▶ **Exercise details**
Retype the records from the line containing "Target: flatbed trailer" through the end of the records, inclusive, copying each line exactly.

▶ **Data supplied**
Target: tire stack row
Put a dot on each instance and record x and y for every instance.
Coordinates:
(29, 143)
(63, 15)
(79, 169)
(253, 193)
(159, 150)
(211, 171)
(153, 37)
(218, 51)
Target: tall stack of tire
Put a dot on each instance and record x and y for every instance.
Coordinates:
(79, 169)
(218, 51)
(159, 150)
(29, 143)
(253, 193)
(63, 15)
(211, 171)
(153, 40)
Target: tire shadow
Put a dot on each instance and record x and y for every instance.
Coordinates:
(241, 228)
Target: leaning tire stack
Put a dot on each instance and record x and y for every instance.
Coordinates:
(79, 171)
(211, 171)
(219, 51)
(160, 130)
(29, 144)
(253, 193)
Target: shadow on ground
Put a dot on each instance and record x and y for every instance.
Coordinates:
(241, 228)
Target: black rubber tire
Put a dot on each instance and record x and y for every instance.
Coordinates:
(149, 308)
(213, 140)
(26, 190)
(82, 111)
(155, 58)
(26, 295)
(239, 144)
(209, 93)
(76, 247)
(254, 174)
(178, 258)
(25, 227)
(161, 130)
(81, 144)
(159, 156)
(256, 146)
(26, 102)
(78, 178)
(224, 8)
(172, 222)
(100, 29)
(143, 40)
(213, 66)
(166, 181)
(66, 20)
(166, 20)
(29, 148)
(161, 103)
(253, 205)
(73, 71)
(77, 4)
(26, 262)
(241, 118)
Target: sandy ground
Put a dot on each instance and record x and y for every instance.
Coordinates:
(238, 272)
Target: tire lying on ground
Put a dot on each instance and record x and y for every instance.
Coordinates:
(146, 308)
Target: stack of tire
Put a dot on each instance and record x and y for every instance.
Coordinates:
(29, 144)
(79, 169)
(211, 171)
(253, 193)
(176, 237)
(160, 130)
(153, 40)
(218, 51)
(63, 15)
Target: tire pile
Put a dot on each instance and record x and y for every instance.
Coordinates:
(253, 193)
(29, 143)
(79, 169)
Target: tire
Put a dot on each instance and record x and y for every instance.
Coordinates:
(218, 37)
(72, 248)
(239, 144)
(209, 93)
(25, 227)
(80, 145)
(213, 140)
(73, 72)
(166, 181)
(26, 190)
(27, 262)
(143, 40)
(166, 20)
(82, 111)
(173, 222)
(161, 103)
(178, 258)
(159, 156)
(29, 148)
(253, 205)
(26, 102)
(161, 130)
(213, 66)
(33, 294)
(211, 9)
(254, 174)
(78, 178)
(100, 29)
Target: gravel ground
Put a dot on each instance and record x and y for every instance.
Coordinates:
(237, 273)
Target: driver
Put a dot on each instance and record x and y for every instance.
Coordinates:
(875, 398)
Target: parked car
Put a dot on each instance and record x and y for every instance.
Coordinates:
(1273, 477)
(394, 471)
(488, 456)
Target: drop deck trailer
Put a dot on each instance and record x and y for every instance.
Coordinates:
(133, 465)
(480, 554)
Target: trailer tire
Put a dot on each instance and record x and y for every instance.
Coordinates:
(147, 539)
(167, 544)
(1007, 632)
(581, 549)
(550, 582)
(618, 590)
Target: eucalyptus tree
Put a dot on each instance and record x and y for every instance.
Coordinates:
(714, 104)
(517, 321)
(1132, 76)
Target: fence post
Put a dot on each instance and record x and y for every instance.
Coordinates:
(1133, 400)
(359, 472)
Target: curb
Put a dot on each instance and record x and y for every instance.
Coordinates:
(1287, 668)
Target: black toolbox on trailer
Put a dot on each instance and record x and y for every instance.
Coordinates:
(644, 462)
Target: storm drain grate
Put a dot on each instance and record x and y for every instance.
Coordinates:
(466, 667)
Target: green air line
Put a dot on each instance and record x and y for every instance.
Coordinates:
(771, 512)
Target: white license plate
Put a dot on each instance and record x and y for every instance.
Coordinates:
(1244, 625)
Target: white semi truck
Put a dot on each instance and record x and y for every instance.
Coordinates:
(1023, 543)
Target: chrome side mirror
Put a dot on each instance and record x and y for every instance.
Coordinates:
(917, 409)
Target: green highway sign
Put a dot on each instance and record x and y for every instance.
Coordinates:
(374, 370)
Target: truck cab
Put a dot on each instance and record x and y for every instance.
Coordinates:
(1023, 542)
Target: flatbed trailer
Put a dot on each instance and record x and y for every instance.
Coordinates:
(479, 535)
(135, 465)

▶ **The output**
Target: flatbed trailer
Put a dot on each instance and record x and y for every instance.
Coordinates:
(479, 535)
(135, 465)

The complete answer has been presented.